→ Task goal:
Answer these questions from the supplied text:
(a) What does the writer turn to when the liturgy is less than ideal?
(b) What caused the writer's cashflow problems?
(c) Which two purchases does the writer make with the planned trip in mind?

--- BEGIN Supplied text ---

Is it perverse of me to prefer Mass with a wise, devout, understanding priest, albeit in a parish setting where the music and some of the liturgy is not ideal, to Mass at Carmel, where, although the music and the good sisters' care of the celebration is commendable, one may encounter priests whose sermons can be less than orthodox, whom frankly one doesn't like, and who, one fears, reciprocate the sentiment?

Enough said!

******

When the liturgy is less than ideal (as when appalling songs are sung), I tend to retreat into myself, and turn to my handy Diurnal, so as to read some of the day's Office.  I recall that Fortescue reprobates the clergy catching up on the Hours at Mass, but as a layman I can do as I please.  (It will appear eccentric, but, as they say, "If the cap fits, wear it!"  I've never worried what others may say.)

******

To return to yester-day: it was good to do as I am accustomed on Our Lady's day, that is, to have a wander round town, to read the newspapers, to have a coffee, and to buy some books at last!

(I have had severe cashflow problems until now – paying off the debts incurred on my recent European holiday, y'know.)

I've bought a nice thick guidebook for Italy – since I most definitely will holiday there again come December and January, and spend even more time in la città bellissima - Firenze.  (Every time I see pictures of Florence my heart expands with emotion; it must be Stendhal Syndrome.)  Tentatively the plan arises of persuading some of my family to join me this time, such as my sister, who would love it!  And why not hire a car and drive around Tuscany?  Hence my purchase of a road atlas of Europe.

--- END Supplied text ---
--- BEGIN Listed records ---

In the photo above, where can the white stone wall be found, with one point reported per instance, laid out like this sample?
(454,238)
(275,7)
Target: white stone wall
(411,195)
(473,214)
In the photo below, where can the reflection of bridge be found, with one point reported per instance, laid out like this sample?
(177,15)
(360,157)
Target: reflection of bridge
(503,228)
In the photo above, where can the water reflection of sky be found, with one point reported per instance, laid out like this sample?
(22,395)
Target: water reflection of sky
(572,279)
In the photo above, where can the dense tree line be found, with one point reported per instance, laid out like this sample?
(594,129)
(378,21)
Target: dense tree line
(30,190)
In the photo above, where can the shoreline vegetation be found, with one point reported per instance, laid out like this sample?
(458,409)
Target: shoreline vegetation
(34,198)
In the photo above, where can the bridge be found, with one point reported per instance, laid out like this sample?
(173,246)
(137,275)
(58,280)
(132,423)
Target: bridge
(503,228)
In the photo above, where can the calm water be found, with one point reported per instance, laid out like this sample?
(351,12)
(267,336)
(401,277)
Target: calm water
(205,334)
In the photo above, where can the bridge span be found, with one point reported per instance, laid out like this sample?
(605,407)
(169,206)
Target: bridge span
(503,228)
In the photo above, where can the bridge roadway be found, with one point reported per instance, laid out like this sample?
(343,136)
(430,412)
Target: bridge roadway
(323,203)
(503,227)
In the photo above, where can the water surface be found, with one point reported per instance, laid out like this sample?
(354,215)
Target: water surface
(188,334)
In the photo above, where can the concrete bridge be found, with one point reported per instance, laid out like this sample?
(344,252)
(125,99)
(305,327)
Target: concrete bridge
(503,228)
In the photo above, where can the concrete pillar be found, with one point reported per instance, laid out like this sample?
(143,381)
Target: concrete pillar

--- END Listed records ---

→ Exercise answer:
(a) A handy Diurnal, to read some of the day's Office.
(b) Paying off the debts incurred on the writer's recent European holiday.
(c) A nice thick guidebook for Italy and a road atlas of Europe.